[データの行]

○ ○ ○ ○ ○

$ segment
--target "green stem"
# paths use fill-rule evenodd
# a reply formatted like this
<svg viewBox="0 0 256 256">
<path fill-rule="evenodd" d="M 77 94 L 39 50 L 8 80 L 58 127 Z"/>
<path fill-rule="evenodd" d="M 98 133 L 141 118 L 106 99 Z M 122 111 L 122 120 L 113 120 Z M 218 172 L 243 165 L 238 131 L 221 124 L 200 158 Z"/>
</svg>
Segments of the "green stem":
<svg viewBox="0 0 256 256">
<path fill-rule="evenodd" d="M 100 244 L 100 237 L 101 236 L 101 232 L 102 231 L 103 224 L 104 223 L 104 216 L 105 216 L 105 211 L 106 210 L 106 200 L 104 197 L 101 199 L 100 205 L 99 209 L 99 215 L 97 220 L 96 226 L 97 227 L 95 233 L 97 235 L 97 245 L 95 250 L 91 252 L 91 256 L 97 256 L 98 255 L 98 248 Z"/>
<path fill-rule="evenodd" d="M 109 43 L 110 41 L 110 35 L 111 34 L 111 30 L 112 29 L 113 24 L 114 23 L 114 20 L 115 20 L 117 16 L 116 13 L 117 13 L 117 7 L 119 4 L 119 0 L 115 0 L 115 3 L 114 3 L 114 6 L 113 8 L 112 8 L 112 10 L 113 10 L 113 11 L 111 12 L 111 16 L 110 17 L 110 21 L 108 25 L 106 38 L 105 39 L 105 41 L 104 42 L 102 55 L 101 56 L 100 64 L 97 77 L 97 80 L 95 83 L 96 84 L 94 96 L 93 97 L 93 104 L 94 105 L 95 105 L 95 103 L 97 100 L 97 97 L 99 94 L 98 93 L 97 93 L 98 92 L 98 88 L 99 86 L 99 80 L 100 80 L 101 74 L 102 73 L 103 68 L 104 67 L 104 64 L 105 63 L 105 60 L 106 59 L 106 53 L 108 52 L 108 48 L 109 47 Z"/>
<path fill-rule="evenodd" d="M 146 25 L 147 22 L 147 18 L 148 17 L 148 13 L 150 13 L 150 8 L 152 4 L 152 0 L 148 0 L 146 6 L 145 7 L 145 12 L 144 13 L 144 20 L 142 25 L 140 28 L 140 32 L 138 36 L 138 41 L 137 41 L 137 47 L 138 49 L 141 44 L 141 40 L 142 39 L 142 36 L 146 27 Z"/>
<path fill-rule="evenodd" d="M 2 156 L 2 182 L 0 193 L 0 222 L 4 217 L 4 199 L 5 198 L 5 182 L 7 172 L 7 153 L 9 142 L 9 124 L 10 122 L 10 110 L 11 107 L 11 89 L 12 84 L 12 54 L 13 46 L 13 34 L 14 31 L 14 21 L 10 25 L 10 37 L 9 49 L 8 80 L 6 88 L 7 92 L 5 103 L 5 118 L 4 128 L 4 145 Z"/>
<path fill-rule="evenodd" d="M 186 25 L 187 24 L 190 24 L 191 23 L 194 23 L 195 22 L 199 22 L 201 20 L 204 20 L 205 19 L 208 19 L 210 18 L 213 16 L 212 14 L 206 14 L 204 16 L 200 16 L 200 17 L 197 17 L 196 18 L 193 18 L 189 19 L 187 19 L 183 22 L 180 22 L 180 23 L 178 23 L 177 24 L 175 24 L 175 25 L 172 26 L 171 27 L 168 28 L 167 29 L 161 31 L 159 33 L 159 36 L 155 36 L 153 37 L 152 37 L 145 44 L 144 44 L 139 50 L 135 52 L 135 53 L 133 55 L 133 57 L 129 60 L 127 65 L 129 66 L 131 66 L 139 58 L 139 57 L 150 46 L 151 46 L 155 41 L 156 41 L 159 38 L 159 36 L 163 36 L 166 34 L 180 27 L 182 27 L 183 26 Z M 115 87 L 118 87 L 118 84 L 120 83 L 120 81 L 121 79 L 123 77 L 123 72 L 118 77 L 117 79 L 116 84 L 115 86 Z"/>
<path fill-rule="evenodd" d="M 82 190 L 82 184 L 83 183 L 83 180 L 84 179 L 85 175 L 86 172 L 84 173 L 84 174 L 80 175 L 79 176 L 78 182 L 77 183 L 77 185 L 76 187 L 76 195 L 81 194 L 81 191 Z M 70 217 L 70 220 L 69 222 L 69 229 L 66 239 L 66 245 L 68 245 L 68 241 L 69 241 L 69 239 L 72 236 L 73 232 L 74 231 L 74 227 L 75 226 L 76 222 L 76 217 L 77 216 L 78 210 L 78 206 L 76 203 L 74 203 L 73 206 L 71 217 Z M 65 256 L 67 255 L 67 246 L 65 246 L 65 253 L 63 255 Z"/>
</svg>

○ ○ ○ ○ ○

課題: 上のデータの行を、一行につき一つの文字列とするJSON配列の形に書き直しなさい。空行は含めないこと。

解答例:
[
  "$ segment",
  "--target \"green stem\"",
  "# paths use fill-rule evenodd",
  "# a reply formatted like this",
  "<svg viewBox=\"0 0 256 256\">",
  "<path fill-rule=\"evenodd\" d=\"M 77 94 L 39 50 L 8 80 L 58 127 Z\"/>",
  "<path fill-rule=\"evenodd\" d=\"M 98 133 L 141 118 L 106 99 Z M 122 111 L 122 120 L 113 120 Z M 218 172 L 243 165 L 238 131 L 221 124 L 200 158 Z\"/>",
  "</svg>",
  "Segments of the \"green stem\":",
  "<svg viewBox=\"0 0 256 256\">",
  "<path fill-rule=\"evenodd\" d=\"M 100 244 L 100 237 L 101 236 L 101 232 L 102 231 L 103 224 L 104 223 L 104 216 L 105 216 L 105 211 L 106 210 L 106 200 L 104 197 L 101 199 L 100 205 L 99 209 L 99 215 L 97 220 L 96 226 L 97 227 L 95 233 L 97 235 L 97 245 L 95 250 L 91 252 L 91 256 L 97 256 L 98 255 L 98 248 Z\"/>",
  "<path fill-rule=\"evenodd\" d=\"M 109 43 L 110 41 L 110 35 L 111 34 L 111 30 L 112 29 L 113 24 L 114 23 L 114 20 L 115 20 L 117 16 L 116 13 L 117 13 L 117 7 L 119 4 L 119 0 L 115 0 L 115 3 L 114 3 L 114 6 L 113 8 L 112 8 L 112 10 L 113 10 L 113 11 L 111 12 L 111 16 L 110 17 L 110 21 L 108 25 L 106 38 L 105 39 L 105 41 L 104 42 L 102 55 L 101 56 L 100 64 L 97 77 L 97 80 L 95 83 L 96 84 L 94 96 L 93 97 L 93 104 L 94 105 L 95 105 L 95 103 L 97 100 L 97 97 L 99 94 L 98 93 L 97 93 L 98 92 L 98 88 L 99 86 L 99 80 L 100 80 L 101 74 L 102 73 L 103 68 L 104 67 L 104 64 L 105 63 L 105 60 L 106 59 L 106 53 L 108 52 L 108 48 L 109 47 Z\"/>",
  "<path fill-rule=\"evenodd\" d=\"M 146 25 L 147 22 L 147 18 L 148 17 L 148 13 L 150 13 L 150 8 L 152 4 L 152 0 L 148 0 L 146 6 L 145 7 L 145 12 L 144 13 L 144 20 L 142 25 L 140 28 L 140 32 L 138 36 L 138 41 L 137 41 L 137 47 L 138 49 L 141 44 L 141 40 L 142 39 L 142 36 L 146 27 Z\"/>",
  "<path fill-rule=\"evenodd\" d=\"M 2 156 L 2 182 L 0 193 L 0 222 L 4 217 L 4 199 L 5 198 L 5 182 L 7 172 L 7 153 L 9 142 L 9 124 L 10 122 L 10 110 L 11 107 L 11 89 L 12 84 L 12 54 L 13 46 L 13 34 L 14 31 L 14 21 L 10 25 L 10 37 L 9 49 L 8 80 L 6 88 L 7 92 L 5 103 L 5 118 L 4 128 L 4 145 Z\"/>",
  "<path fill-rule=\"evenodd\" d=\"M 186 25 L 187 24 L 190 24 L 191 23 L 194 23 L 195 22 L 199 22 L 201 20 L 204 20 L 205 19 L 208 19 L 210 18 L 213 16 L 212 14 L 206 14 L 204 16 L 200 16 L 200 17 L 197 17 L 196 18 L 193 18 L 189 19 L 187 19 L 183 22 L 180 22 L 180 23 L 178 23 L 177 24 L 175 24 L 175 25 L 172 26 L 171 27 L 168 28 L 167 29 L 161 31 L 159 33 L 159 36 L 155 36 L 153 37 L 152 37 L 145 44 L 144 44 L 139 50 L 135 52 L 135 53 L 133 55 L 133 57 L 129 60 L 127 65 L 129 66 L 131 66 L 139 58 L 139 57 L 150 46 L 151 46 L 155 41 L 156 41 L 159 38 L 159 36 L 163 36 L 166 34 L 180 27 L 182 27 L 183 26 Z M 115 87 L 118 87 L 118 84 L 120 83 L 120 81 L 121 79 L 123 77 L 123 72 L 118 77 L 117 79 L 116 84 L 115 86 Z\"/>",
  "<path fill-rule=\"evenodd\" d=\"M 82 190 L 82 184 L 83 183 L 83 180 L 84 179 L 85 175 L 86 172 L 84 173 L 84 174 L 80 175 L 79 176 L 78 182 L 77 183 L 77 185 L 76 187 L 76 195 L 81 194 L 81 191 Z M 70 217 L 70 220 L 69 222 L 69 229 L 66 239 L 66 245 L 68 245 L 68 241 L 69 241 L 69 239 L 72 236 L 73 232 L 74 231 L 74 227 L 75 226 L 76 222 L 76 217 L 77 216 L 78 210 L 78 206 L 76 203 L 74 203 L 73 206 L 71 217 Z M 65 256 L 67 255 L 67 246 L 65 246 L 65 253 L 63 255 Z\"/>",
  "</svg>"
]